## START PAGE
Now, as it turns out, when we look
at most of the galaxies in the sky, we see that the light coming from them is
redshifted. In other words, we find the
spectrum of light coming from them, and we realise that, for example, a certain
galaxy might contain the same pattern of absorption lines as hydrogen’s absorption
spectrum, but that each of these spectral lines have been shifted to the red end of
the spectrum.
And we see that this is true for
the majority of galaxies that we look in in our universe. Only a very small proportion of
galaxies are blueshifted. So, what this is telling us is that
the majority of galaxies in our universe are moving away from us. And what’s even more interesting is
that the galaxies that are further away from us are moving away from us even
faster. Because the light from the further
galaxies is redshifted more.
Now, Earth is not in a special
position. It’s not like everything is moving
away from us specifically. It turns out that all galaxies are
moving away from each other. But because we are on Earth, it
seems like everything is moving away from us specifically. But anyway, so, all galaxies are
moving away from each other on average. And what’s more is that further
galaxies are moving away from us faster than nearer galaxies. And so, what this tells us is that
the universe is expanding. This must be true because all
galaxies seem to be moving away from Earth as well as away from each other. And so, the universe is getting
bigger.
## END PAGE
## START INFORMATION SHOWN
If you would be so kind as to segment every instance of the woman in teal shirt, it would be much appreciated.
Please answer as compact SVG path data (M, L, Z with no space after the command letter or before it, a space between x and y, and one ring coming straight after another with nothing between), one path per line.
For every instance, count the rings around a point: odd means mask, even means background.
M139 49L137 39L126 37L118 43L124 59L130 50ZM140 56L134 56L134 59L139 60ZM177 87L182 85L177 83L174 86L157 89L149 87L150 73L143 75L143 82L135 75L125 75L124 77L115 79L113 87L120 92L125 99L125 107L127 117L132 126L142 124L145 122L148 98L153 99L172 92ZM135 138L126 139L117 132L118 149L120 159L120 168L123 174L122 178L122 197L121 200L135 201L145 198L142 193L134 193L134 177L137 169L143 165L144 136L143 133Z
## END INFORMATION SHOWN
**REQUIRED WORK**:
(1) In the galaxy redshift passage, why are the more distant galaxies said to be moving away faster?
(2) Extend the galaxy redshift passage past its last sentence.

**OUTPUTS BY TASK**:
(1) Because the light from the more distant galaxies is redshifted more.

(2)
But more interestingly, like we
said earlier, further galaxies are moving away faster than nearer galaxies. And this means that the expansion
of the universe is accelerating. It’s getting faster. It seems like the larger of the
universe gets, the faster it is expanding. Now, there is actually a
mathematical relationship that we can apply here which links the speed of the source
of light to how much the light coming from it is redshifted.
The equation that we’re looking for
is this one here. This one tells us that 𝜆 subscript
source, that’s the wavelength of, let’s say, a particular spectral line in the
spectrum of light coming from a star or a galaxy. Minus 𝜆 sub Earth, which is the
wavelength of that same spectral line when taken on Earth, or in other words when
stationary relative to the observer. Divided by that same value of 𝜆
Earth. Is equal to 𝑉 divided by 𝐶, where
𝑉 is the speed at which the source, let’s say a star or a galaxy, is moving away
from the observer, which usually is the Earth. And 𝐶 is the speed of light.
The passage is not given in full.